** begin Provided material **

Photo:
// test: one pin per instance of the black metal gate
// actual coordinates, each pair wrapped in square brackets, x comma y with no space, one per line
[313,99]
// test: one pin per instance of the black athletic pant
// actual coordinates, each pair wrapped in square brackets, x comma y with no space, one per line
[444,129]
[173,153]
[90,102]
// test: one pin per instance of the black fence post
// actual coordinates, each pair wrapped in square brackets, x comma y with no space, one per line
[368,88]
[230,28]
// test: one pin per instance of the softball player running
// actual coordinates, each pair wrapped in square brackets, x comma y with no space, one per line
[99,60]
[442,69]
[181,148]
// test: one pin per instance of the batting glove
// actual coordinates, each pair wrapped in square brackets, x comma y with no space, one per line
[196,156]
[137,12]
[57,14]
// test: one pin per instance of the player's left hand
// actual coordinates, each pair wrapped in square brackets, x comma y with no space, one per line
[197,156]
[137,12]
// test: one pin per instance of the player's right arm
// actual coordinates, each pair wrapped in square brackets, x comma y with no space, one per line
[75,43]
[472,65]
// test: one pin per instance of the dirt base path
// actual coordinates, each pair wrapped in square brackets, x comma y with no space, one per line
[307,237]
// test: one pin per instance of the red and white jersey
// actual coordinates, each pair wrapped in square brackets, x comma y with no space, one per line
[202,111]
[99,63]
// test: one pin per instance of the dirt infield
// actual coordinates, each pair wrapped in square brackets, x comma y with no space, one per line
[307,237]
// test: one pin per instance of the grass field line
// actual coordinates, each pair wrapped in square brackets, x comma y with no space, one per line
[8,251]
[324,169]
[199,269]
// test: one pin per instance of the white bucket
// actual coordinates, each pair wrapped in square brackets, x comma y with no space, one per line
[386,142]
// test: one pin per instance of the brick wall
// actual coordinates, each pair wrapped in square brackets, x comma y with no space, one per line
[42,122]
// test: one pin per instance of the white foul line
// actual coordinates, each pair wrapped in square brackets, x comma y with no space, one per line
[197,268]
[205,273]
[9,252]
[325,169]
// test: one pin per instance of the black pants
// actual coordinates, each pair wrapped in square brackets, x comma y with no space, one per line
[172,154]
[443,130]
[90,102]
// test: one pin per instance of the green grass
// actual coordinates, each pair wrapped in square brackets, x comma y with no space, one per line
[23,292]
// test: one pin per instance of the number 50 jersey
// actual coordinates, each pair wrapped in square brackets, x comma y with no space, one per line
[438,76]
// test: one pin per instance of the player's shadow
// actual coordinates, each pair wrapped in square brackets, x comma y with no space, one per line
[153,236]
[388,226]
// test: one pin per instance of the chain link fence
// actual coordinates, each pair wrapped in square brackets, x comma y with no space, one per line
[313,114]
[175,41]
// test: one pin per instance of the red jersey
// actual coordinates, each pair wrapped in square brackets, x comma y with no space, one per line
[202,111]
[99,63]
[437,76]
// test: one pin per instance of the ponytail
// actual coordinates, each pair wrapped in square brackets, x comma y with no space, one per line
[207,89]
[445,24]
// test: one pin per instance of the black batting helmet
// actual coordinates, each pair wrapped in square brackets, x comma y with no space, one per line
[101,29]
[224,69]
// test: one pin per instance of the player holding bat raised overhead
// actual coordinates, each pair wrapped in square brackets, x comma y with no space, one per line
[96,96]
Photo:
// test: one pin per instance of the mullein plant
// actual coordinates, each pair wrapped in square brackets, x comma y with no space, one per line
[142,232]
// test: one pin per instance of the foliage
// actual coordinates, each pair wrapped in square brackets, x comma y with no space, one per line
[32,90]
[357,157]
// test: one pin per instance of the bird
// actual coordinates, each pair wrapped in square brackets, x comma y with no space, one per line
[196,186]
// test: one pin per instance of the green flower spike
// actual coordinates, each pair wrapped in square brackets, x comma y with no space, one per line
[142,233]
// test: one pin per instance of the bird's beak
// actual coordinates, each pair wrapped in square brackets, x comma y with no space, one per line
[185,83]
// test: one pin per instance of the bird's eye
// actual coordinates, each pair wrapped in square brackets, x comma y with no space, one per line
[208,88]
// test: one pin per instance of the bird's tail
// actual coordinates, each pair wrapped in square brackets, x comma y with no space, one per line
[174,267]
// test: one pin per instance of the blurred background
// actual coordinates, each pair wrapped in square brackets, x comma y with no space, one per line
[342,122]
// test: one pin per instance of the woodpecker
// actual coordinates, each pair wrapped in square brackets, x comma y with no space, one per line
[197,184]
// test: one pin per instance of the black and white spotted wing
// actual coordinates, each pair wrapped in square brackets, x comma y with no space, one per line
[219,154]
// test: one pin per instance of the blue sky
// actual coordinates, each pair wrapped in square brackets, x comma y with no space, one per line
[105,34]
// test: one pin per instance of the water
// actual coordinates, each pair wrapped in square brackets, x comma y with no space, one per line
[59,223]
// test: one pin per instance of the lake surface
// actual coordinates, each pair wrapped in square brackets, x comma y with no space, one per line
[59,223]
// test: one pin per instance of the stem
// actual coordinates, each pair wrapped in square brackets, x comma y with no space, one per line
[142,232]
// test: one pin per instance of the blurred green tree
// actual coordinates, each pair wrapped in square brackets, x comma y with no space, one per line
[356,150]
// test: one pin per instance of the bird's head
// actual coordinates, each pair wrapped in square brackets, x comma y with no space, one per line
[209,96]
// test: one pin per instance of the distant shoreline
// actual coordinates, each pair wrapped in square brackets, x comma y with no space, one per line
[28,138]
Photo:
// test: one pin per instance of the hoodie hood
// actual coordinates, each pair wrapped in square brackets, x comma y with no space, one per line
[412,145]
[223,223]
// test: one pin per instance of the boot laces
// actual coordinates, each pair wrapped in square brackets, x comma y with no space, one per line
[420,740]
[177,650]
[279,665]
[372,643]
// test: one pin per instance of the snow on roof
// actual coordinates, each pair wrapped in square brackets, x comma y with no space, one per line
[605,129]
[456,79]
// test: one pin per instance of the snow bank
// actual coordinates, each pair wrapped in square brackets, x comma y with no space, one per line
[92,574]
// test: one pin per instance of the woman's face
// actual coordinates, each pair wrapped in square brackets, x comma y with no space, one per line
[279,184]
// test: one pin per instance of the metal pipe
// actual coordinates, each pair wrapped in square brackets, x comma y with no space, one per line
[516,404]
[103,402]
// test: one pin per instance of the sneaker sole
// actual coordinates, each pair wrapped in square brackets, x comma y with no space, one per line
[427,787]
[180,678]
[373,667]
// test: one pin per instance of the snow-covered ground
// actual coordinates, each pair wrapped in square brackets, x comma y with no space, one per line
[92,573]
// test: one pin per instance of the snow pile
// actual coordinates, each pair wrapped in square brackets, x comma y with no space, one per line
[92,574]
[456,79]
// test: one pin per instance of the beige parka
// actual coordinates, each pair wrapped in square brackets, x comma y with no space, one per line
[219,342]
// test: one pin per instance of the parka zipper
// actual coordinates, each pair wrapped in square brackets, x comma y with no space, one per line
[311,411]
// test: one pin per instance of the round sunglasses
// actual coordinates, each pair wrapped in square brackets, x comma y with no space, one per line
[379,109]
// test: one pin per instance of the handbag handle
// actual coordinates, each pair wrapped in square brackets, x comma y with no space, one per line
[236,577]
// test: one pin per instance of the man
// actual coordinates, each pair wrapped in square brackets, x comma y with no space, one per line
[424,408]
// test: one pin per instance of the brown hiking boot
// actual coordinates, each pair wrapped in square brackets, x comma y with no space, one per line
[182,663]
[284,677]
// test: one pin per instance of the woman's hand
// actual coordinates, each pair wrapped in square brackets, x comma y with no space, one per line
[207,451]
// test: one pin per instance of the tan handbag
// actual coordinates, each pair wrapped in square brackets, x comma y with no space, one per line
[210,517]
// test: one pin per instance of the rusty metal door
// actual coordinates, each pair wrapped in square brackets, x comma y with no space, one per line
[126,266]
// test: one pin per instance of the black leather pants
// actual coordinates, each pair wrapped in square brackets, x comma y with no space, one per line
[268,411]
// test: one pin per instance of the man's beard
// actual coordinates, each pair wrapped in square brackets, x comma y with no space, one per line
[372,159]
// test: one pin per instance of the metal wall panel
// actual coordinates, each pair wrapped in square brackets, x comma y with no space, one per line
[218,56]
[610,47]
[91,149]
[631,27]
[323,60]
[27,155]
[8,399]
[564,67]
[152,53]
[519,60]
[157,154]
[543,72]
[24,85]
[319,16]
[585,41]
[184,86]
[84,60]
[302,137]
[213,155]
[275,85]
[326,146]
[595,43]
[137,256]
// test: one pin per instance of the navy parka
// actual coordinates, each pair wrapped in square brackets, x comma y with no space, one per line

** end Provided material **

Render the listing as a Markdown table with columns Row and Line, beginning at the line containing "the woman's hand" and ending at the last line of the listing. Leave out blank lines.

Solution =>
| Row | Line |
|---|---|
| 1 | // test: one pin per instance of the woman's hand |
| 2 | // actual coordinates, each pair wrapped in square brackets, x comma y with no space, one per line |
| 3 | [207,451] |
| 4 | // test: one pin per instance of the tan handbag |
| 5 | // actual coordinates, each pair wrapped in square brackets, x comma y with no space, one per line |
| 6 | [210,517] |
| 7 | // test: one pin per instance of the rusty metal door |
| 8 | // actual coordinates, each pair wrapped in square brackets, x comma y with no space, one per line |
| 9 | [126,266] |
| 10 | // test: one pin per instance of the black leather pants |
| 11 | // actual coordinates, each pair wrapped in square brackets, x comma y with no space, one per line |
| 12 | [268,411] |
| 13 | // test: one pin per instance of the man's beard |
| 14 | // actual coordinates, each pair wrapped in square brackets, x comma y with no space, one per line |
| 15 | [372,159] |
| 16 | // test: one pin per instance of the metal wall panel |
| 17 | // actual coordinates, each pair wrapped in square brackets, x comma y with no space, one per line |
| 18 | [218,56] |
| 19 | [610,47] |
| 20 | [91,149] |
| 21 | [631,27] |
| 22 | [323,60] |
| 23 | [27,155] |
| 24 | [8,399] |
| 25 | [564,67] |
| 26 | [152,53] |
| 27 | [519,60] |
| 28 | [157,154] |
| 29 | [543,72] |
| 30 | [24,85] |
| 31 | [319,16] |
| 32 | [585,41] |
| 33 | [184,86] |
| 34 | [84,60] |
| 35 | [302,137] |
| 36 | [213,155] |
| 37 | [275,85] |
| 38 | [326,146] |
| 39 | [595,43] |
| 40 | [137,256] |
| 41 | // test: one pin per instance of the navy parka |
| 42 | // actual coordinates, each pair wrapped in square brackets, x comma y with no space, one per line |